Document text
Factors
affecting microbial spoilage of pharmaceutical products
By
understanding the influence of environmental parameters on microorganisms, it
may be possible to manipulate formulations to create conditions which are as
unfavorable as possible for growth and spoilage, within the limitations of
patient acceptability and therapeutic efficacy.
Types
and size of contaminant inoculum
When
failures inevitably occur from time to time, knowledge of the microbial ecology
and careful identification of contaminants can be most useful in tracking down
the defective steps in the design or production process. Low levels of
contaminants may not cause appreciable spoilage, if unable to replicate in a
product; however, an unexpected surge in the contaminant bioburden may present
an unacceptable challenge to the designed formulation. This could arise as if
there was a lapse in the plant-cleaning protocol; a biofilm detached itself
from within supplying pipework; or the product had been grossly misused during
administration. Inoculum size alone is not always a reliable indicator of
likely spoilage potential. Low levels of aggressive pseudomonads in a weakly
preserved solution may suggest a greater risk than tablets containing fairly
high numbers of
fungal
and bacterial spores.

Source material

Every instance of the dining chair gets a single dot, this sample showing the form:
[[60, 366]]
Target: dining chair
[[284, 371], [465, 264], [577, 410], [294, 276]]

Action item
According to the text on microbial spoilage of pharmaceutical products, what may suggest a greater risk than tablets containing fairly high numbers of fungal and bacterial spores?

Answer box
Low levels of aggressive pseudomonads in a weakly preserved solution.